start Dataset

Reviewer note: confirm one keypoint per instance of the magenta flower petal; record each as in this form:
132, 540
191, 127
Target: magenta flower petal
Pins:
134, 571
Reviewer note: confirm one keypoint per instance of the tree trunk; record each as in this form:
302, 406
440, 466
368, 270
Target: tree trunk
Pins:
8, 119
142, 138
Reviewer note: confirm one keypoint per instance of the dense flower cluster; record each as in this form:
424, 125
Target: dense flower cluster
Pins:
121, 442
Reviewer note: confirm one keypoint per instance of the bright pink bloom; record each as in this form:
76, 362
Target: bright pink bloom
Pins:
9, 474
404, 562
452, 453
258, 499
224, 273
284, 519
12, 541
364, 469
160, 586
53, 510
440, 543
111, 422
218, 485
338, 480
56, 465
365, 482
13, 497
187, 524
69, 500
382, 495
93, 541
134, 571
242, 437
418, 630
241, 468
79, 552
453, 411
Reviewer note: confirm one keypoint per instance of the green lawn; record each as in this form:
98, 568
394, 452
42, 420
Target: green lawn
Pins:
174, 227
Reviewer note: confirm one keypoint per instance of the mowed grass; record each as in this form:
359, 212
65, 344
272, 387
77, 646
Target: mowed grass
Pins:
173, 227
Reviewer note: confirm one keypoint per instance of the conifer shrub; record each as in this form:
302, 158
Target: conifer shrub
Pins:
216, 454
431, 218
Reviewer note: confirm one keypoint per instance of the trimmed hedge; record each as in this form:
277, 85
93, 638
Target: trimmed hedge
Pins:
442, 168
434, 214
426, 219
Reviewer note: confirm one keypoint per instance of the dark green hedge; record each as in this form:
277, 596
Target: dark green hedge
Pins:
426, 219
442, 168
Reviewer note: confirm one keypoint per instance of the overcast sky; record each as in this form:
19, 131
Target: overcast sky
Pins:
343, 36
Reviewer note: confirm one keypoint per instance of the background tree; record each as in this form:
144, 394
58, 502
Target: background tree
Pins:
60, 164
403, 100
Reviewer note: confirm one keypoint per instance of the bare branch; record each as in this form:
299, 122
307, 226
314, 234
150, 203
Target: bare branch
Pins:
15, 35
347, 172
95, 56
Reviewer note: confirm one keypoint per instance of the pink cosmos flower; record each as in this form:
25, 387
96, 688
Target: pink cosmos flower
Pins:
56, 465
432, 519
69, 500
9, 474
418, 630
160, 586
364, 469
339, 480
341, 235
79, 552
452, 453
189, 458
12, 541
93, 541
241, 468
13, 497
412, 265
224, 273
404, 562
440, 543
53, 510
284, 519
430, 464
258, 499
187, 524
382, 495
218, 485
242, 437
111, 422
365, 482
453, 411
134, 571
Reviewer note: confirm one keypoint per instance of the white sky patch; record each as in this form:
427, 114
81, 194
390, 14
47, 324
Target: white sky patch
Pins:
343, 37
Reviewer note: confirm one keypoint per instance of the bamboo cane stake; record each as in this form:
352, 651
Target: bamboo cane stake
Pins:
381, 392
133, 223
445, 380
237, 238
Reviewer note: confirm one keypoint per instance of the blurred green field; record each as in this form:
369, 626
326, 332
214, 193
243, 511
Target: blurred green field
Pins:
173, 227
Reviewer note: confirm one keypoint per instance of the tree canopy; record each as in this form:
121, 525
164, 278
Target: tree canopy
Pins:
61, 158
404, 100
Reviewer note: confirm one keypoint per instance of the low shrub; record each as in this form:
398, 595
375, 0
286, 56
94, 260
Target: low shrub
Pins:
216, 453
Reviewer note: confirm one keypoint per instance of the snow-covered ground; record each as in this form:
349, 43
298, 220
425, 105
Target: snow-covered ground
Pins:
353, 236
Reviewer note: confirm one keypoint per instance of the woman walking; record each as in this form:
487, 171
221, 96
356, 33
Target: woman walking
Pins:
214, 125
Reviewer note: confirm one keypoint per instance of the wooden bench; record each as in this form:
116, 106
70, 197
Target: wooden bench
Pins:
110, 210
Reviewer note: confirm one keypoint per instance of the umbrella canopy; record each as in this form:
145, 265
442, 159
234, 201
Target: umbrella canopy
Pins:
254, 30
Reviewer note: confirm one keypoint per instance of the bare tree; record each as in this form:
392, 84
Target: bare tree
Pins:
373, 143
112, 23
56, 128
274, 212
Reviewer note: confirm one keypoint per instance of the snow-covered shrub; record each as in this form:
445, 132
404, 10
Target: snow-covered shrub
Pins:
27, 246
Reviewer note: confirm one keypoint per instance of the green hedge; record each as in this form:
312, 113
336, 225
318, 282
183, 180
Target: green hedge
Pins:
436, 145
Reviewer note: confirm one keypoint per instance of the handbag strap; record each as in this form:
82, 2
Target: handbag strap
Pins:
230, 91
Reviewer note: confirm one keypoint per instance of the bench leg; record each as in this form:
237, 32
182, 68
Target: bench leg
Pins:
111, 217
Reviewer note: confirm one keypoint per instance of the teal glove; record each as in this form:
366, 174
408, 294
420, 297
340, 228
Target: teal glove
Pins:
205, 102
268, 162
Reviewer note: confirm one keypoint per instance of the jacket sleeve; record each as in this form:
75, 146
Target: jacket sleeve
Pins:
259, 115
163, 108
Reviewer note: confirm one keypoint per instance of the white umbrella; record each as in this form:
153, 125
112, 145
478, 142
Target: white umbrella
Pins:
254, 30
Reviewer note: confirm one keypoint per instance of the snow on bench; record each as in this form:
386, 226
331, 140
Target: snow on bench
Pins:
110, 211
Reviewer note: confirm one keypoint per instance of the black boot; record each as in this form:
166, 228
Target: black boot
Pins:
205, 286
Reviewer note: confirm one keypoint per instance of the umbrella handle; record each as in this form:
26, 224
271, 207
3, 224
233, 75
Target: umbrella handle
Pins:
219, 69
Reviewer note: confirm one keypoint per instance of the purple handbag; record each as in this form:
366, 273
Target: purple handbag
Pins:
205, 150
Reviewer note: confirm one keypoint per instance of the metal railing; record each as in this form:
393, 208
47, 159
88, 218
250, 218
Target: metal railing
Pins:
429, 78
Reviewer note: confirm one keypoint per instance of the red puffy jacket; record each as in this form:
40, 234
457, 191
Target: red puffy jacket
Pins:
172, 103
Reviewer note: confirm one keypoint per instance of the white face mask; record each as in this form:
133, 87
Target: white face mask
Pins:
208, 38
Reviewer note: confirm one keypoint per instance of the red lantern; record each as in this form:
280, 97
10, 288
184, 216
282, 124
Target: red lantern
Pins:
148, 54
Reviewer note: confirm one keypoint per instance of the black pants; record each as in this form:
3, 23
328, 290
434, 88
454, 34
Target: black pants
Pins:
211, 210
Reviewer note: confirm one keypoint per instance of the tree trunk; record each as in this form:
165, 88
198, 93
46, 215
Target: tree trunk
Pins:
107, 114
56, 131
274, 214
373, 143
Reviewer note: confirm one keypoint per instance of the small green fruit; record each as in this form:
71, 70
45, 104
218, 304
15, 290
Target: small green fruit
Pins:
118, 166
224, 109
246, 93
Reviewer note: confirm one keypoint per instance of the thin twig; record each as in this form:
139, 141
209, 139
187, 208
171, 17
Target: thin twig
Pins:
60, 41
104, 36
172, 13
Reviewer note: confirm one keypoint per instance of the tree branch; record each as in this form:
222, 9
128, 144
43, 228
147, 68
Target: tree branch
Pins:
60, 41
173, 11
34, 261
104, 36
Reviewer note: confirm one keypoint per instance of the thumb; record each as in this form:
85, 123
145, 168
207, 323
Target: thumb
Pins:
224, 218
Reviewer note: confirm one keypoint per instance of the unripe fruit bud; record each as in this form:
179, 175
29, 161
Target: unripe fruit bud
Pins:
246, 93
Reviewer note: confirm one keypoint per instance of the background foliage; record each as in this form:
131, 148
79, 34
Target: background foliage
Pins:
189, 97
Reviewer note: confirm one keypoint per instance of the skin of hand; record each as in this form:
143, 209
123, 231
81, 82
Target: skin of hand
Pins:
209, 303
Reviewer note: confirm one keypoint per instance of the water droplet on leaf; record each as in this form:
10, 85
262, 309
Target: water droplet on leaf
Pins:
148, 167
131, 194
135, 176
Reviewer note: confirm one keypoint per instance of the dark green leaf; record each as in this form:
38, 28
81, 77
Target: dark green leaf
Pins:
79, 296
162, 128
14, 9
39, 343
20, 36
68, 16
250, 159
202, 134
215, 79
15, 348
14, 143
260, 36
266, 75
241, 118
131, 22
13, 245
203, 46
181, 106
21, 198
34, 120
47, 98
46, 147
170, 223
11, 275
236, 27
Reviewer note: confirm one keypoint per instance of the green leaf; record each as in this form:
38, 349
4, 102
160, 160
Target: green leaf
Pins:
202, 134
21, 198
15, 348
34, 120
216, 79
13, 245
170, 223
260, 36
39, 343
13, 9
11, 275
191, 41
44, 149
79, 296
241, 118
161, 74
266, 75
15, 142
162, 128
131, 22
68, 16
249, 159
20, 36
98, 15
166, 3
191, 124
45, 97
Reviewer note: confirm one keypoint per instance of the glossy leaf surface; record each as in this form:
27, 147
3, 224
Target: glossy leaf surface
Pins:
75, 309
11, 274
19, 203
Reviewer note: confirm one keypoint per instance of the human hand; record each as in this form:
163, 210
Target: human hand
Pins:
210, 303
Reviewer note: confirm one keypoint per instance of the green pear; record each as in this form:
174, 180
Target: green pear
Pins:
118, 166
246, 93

end Dataset

Convert the records from the line containing "Reviewer note: confirm one keypoint per instance of the thumb;" through the end into a Markdown table with the columns No. and Line, giving each non-blank line its own numbered row.

| No. | Line |
|---|---|
| 1 | Reviewer note: confirm one keypoint per instance of the thumb; record each as in this form: |
| 2 | 85, 123 |
| 3 | 145, 168 |
| 4 | 207, 323 |
| 5 | Target: thumb |
| 6 | Pins: |
| 7 | 224, 218 |
| 8 | Reviewer note: confirm one keypoint per instance of the unripe fruit bud; record each as in this form: |
| 9 | 179, 175 |
| 10 | 29, 161 |
| 11 | Target: unripe fruit bud |
| 12 | Pins: |
| 13 | 246, 93 |
| 14 | Reviewer note: confirm one keypoint per instance of the background foliage; record each as in this form: |
| 15 | 131, 148 |
| 16 | 79, 34 |
| 17 | Target: background foliage |
| 18 | Pins: |
| 19 | 189, 97 |
| 20 | Reviewer note: confirm one keypoint per instance of the skin of hand; record each as in this form: |
| 21 | 143, 209 |
| 22 | 123, 231 |
| 23 | 81, 82 |
| 24 | Target: skin of hand |
| 25 | Pins: |
| 26 | 209, 303 |
| 27 | Reviewer note: confirm one keypoint per instance of the water droplet on leaf; record each as in this form: |
| 28 | 10, 85 |
| 29 | 262, 309 |
| 30 | Target: water droplet on leaf |
| 31 | Pins: |
| 32 | 148, 167 |
| 33 | 131, 194 |
| 34 | 135, 176 |
| 35 | Reviewer note: confirm one keypoint per instance of the dark green leaf; record each as in this form: |
| 36 | 38, 28 |
| 37 | 81, 77 |
| 38 | Target: dark green leaf |
| 39 | Pins: |
| 40 | 79, 296 |
| 41 | 162, 128 |
| 42 | 14, 9 |
| 43 | 39, 343 |
| 44 | 20, 36 |
| 45 | 68, 16 |
| 46 | 250, 159 |
| 47 | 202, 134 |
| 48 | 215, 79 |
| 49 | 15, 348 |
| 50 | 14, 143 |
| 51 | 260, 36 |
| 52 | 266, 75 |
| 53 | 241, 118 |
| 54 | 131, 22 |
| 55 | 13, 245 |
| 56 | 203, 46 |
| 57 | 181, 106 |
| 58 | 21, 198 |
| 59 | 34, 120 |
| 60 | 47, 98 |
| 61 | 46, 147 |
| 62 | 170, 223 |
| 63 | 11, 275 |
| 64 | 236, 27 |
| 65 | Reviewer note: confirm one keypoint per instance of the green leaf; record each as in this form: |
| 66 | 38, 349 |
| 67 | 4, 102 |
| 68 | 160, 160 |
| 69 | Target: green leaf |
| 70 | Pins: |
| 71 | 202, 134 |
| 72 | 21, 198 |
| 73 | 15, 348 |
| 74 | 34, 120 |
| 75 | 216, 79 |
| 76 | 13, 245 |
| 77 | 170, 223 |
| 78 | 260, 36 |
| 79 | 39, 343 |
| 80 | 13, 9 |
| 81 | 11, 275 |
| 82 | 191, 41 |
| 83 | 44, 149 |
| 84 | 79, 296 |
| 85 | 241, 118 |
| 86 | 161, 74 |
| 87 | 266, 75 |
| 88 | 15, 142 |
| 89 | 162, 128 |
| 90 | 131, 22 |
| 91 | 68, 16 |
| 92 | 249, 159 |
| 93 | 20, 36 |
| 94 | 98, 15 |
| 95 | 166, 3 |
| 96 | 191, 124 |
| 97 | 45, 97 |
| 98 | Reviewer note: confirm one keypoint per instance of the glossy leaf surface; record each as in this form: |
| 99 | 27, 147 |
| 100 | 3, 224 |
| 101 | Target: glossy leaf surface |
| 102 | Pins: |
| 103 | 75, 309 |
| 104 | 11, 274 |
| 105 | 19, 203 |
| 106 | Reviewer note: confirm one keypoint per instance of the human hand; record each as in this form: |
| 107 | 163, 210 |
| 108 | Target: human hand |
| 109 | Pins: |
| 110 | 210, 303 |
| 111 | Reviewer note: confirm one keypoint per instance of the green pear; record each as in this form: |
| 112 | 174, 180 |
| 113 | Target: green pear |
| 114 | Pins: |
| 115 | 118, 166 |
| 116 | 246, 93 |